Please state how many lines in the records below contain the word "ceiling"; the answer should be a number and nothing else.

INFORMATION GIVEN:

------------------------------------

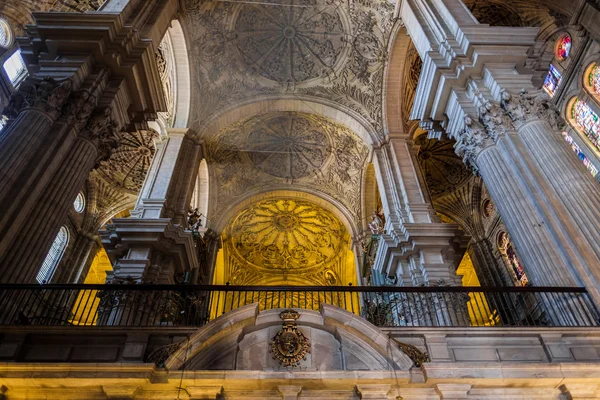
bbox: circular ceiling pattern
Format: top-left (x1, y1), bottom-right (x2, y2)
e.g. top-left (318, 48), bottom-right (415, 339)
top-left (98, 131), bottom-right (157, 193)
top-left (233, 0), bottom-right (346, 84)
top-left (227, 199), bottom-right (347, 275)
top-left (416, 135), bottom-right (472, 198)
top-left (246, 113), bottom-right (332, 180)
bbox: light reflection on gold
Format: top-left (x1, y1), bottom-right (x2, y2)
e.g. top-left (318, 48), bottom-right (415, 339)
top-left (456, 251), bottom-right (497, 326)
top-left (213, 198), bottom-right (358, 315)
top-left (70, 248), bottom-right (113, 325)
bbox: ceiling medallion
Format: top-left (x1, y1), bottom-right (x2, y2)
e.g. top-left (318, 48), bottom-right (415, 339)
top-left (233, 0), bottom-right (346, 85)
top-left (270, 310), bottom-right (310, 367)
top-left (246, 113), bottom-right (332, 180)
top-left (230, 199), bottom-right (346, 273)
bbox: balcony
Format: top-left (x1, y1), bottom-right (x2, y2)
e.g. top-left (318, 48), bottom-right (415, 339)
top-left (1, 284), bottom-right (598, 328)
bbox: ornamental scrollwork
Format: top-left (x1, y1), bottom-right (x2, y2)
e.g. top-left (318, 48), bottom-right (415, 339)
top-left (270, 310), bottom-right (310, 368)
top-left (389, 336), bottom-right (430, 367)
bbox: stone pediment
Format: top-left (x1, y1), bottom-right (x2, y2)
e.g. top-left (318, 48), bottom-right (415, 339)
top-left (165, 303), bottom-right (414, 371)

------------------------------------

EXERCISE RESPONSE: 2